EXCERPT PROVIDED:
---*---

# can i keep a jack dempsey with silver dollars



## overland_kid (Jan 30, 2010)

Hey, can i keep a jack dempsey with silver dollars if the silver dollars are in school. Also can i keep clown loaches with them. Also, can you name some fish that are compatible with JD's. 
Thanks


----------



## PfunMo (Jul 30, 2009)

I've seen recommendations that silver dollars need salt as they get larger. Might want to be aware of that. I do salt mine but they are in with monos.


----------



## overland_kid (Jan 30, 2010)

oh okay... good to know... can you recommend other fish that i can keep with JD's


----------



## mlancaster (Jul 24, 2009)

Hi *overland_kid*,

What size tank? How old/large is your JD(s)? and has he had know agression problems in the past?

Thanks,
Matt


----------



## oldcatfish (May 27, 2009)

As far as I know, there aren't any species of "silver dollars" on the market that need salt. And any of the commonly available ones can be kept with JDs.


----------



## Aquamojo (Jan 4, 2003)

I have over a hundred various species of Metynsis (Silver Dollars) throughout my tanks. The make excellent additions to cichlid tanks. I've had the same fish for, in some cases seven years...all quite large at about 6" in diameter. Never added salt. The key is to add them at the same time you add the juvenile fish so they can grow together. Barring that add larger Metynsis to aquariums that contain larger cichlids. Never add only one or two. They are a schooling fish that find safety in numbers. Adding larger Metynsis to a tank with smaller cichlids may pose a problem in that the Metynsis are notorious fin nippers. Easy to see why:


----------



## overland_kid (Jan 30, 2010)

oh thanks... for the advice. that is really helpful....


----------

---*---

SOURCE EXCERPT:

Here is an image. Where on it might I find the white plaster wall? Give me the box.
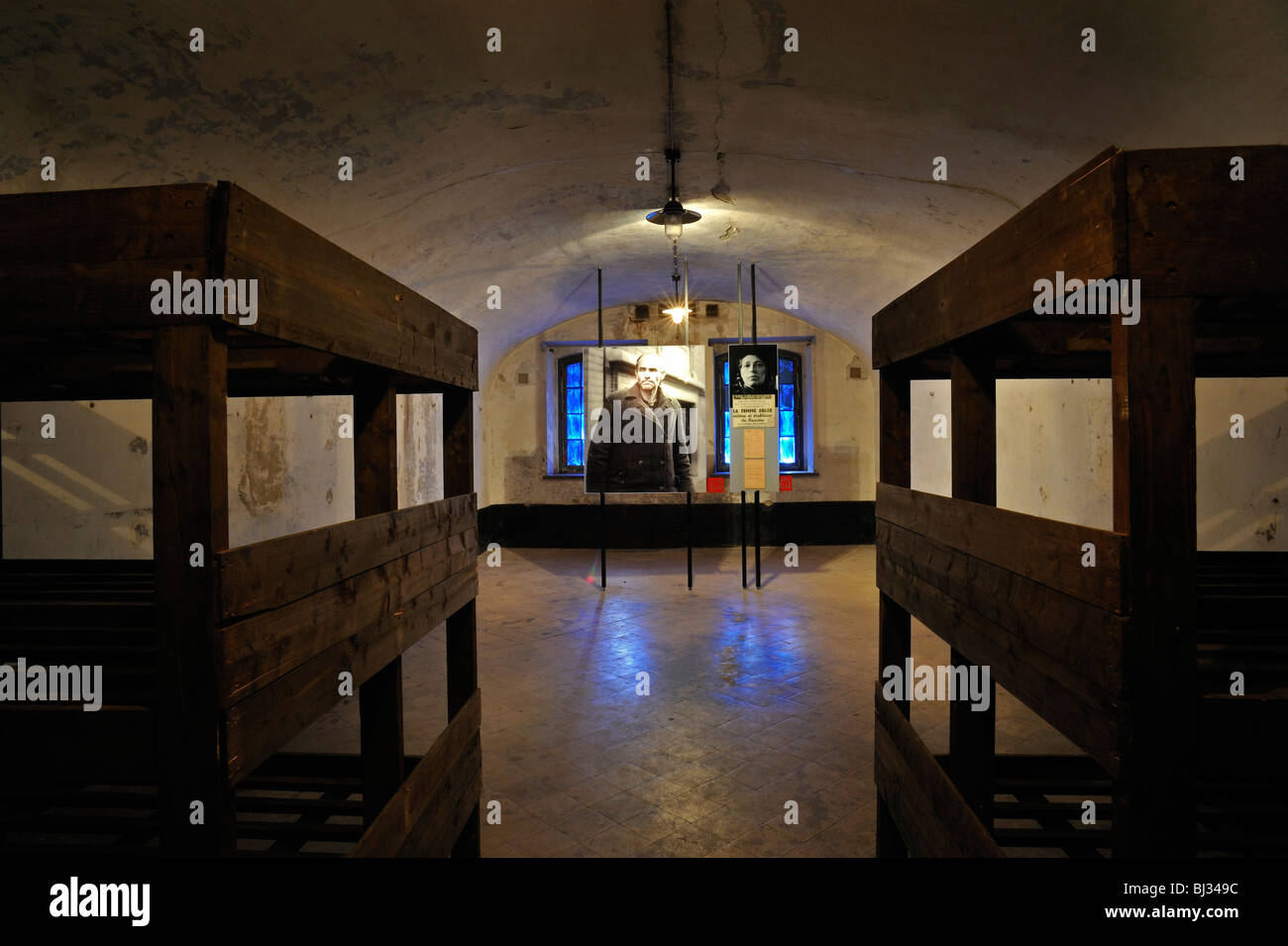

---*---

TASK DESCRIPTION: Reproduce the entire forum thread about keeping a Jack Dempsey with silver dollars, word for word, from its title through the final post.

COMPLETE OUTPUT:
# can i keep a jack dempsey with silver dollars



## overland_kid (Jan 30, 2010)

Hey, can i keep a jack dempsey with silver dollars if the silver dollars are in school. Also can i keep clown loaches with them. Also, can you name some fish that are compatible with JD's. 
Thanks


----------



## PfunMo (Jul 30, 2009)

I've seen recommendations that silver dollars need salt as they get larger. Might want to be aware of that. I do salt mine but they are in with monos.


----------



## overland_kid (Jan 30, 2010)

oh okay... good to know... can you recommend other fish that i can keep with JD's


----------



## mlancaster (Jul 24, 2009)

Hi *overland_kid*,

What size tank? How old/large is your JD(s)? and has he had know agression problems in the past?

Thanks,
Matt


----------



## oldcatfish (May 27, 2009)

As far as I know, there aren't any species of "silver dollars" on the market that need salt. And any of the commonly available ones can be kept with JDs.


----------



## Aquamojo (Jan 4, 2003)

I have over a hundred various species of Metynsis (Silver Dollars) throughout my tanks. The make excellent additions to cichlid tanks. I've had the same fish for, in some cases seven years...all quite large at about 6" in diameter. Never added salt. The key is to add them at the same time you add the juvenile fish so they can grow together. Barring that add larger Metynsis to aquariums that contain larger cichlids. Never add only one or two. They are a schooling fish that find safety in numbers. Adding larger Metynsis to a tank with smaller cichlids may pose a problem in that the Metynsis are notorious fin nippers. Easy to see why:


----------



## overland_kid (Jan 30, 2010)

oh thanks... for the advice. that is really helpful....


----------